--- Source passage ---
● ● ● ● ●

The plots above show that the data is split correctly.

Now, we will get the X and y dataframes for each of the training, testing and validation sets.

In [None]:
# Training
X_train = strat_train_set.drop('Credit_Score', axis=1)
y_train = strat_train_set["Credit_Score"]

# Validation
X_val = strat_valid_set.drop('Credit_Score', axis=1)
y_val = strat_valid_set["Credit_Score"]

# Testing
X_test = strat_test_set.drop('Credit_Score', axis=1)
y_test = strat_test_set["Credit_Score"]

Now, we can proceed with the model training.

## 4. Training Models

In [None]:
# Feature Scaling using Standard Scaler
from sklearn.preprocessing import StandardScaler
scaler = StandardScaler()

X_train = pd.DataFrame(scaler.fit_transform(X_train))
X_val = pd.DataFrame(scaler.transform(X_val))
X_test = pd.DataFrame(scaler.transform(X_test))

In [None]:
# Function Calculate and print scores
def compute_print_metrics(y_original, y_pred):
    # Computing the metrics
    acc = accuracy_score(y_original, y_pred)
    pre = precision_score(y_original, y_pred, average='macro')
    rec = recall_score(y_original, y_pred, average="macro")
    f1 = f1_score(y_original, y_pred, average="macro")

    # Print the metrics
    print("Accuracy: ", acc)
    print("Precision: ", pre)
    print("Recall: ", rec)
    print("F1 Score: ", f1)

### 4A Multinomial Logistic Regression

Let's train a base model first

In [None]:
# Multinomial Logistic Regression (softmax regression)

● ● ● ● ●

--- Dataset records ---
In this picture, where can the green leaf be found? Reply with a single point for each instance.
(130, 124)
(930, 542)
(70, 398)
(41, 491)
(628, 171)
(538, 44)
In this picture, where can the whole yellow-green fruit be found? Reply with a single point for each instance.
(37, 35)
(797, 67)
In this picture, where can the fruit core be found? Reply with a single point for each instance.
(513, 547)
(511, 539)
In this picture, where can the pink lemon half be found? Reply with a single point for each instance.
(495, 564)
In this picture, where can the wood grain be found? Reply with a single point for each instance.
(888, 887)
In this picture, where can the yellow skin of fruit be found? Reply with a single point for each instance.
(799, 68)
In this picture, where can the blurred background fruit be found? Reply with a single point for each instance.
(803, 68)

● ● ● ● ●

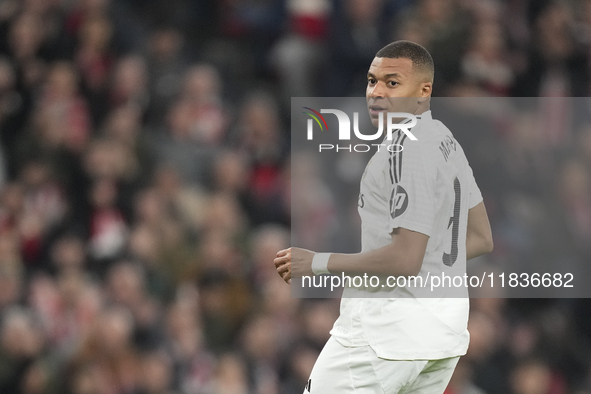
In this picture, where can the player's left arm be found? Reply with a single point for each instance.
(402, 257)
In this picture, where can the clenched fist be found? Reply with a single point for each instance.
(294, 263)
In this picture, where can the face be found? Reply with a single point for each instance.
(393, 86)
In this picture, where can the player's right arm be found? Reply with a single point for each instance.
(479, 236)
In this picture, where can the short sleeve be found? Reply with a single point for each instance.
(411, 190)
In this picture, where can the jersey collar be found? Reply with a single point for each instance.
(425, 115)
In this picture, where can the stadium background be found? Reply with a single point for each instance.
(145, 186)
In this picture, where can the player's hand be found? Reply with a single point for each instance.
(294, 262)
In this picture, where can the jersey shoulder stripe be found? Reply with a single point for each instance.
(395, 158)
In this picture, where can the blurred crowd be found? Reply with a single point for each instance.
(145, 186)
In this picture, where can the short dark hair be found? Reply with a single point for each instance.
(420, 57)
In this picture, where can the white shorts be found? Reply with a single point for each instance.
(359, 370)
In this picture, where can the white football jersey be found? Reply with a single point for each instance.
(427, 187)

● ● ● ● ●

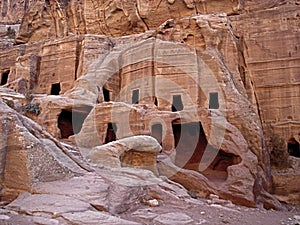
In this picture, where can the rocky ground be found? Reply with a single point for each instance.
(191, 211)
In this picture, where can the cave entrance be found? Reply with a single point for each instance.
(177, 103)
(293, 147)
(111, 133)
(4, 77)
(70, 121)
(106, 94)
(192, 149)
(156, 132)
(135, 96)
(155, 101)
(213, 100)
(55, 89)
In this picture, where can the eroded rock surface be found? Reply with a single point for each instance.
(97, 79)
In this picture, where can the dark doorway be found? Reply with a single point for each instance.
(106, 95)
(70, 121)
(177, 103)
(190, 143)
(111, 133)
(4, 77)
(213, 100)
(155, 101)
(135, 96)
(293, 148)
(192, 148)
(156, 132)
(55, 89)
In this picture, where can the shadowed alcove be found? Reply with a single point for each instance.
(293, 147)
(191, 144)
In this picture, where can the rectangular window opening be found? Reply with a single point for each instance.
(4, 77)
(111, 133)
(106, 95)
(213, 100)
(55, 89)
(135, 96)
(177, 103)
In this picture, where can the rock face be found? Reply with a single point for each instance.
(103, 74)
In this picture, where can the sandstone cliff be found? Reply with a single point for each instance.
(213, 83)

● ● ● ● ●

--- Problems to solve ---
**A.** Answer these questions using the credit-score notebook passage:
(i) Which column is dropped from each stratified set to form the X dataframes?
(ii) Which scaler is imported to perform feature scaling?
(iii) What value is passed as the average argument when precision, recall and F1 score are computed?
**B.** Report each line of the records that contains the string "yellow".

--- Task-by-task results ---
**A.**
(i) Credit_Score
(ii) StandardScaler, from sklearn.preprocessing
(iii) "macro"

**B.**
In this picture, where can the whole yellow-green fruit be found? Reply with a single point for each instance.
In this picture, where can the yellow skin of fruit be found? Reply with a single point for each instance.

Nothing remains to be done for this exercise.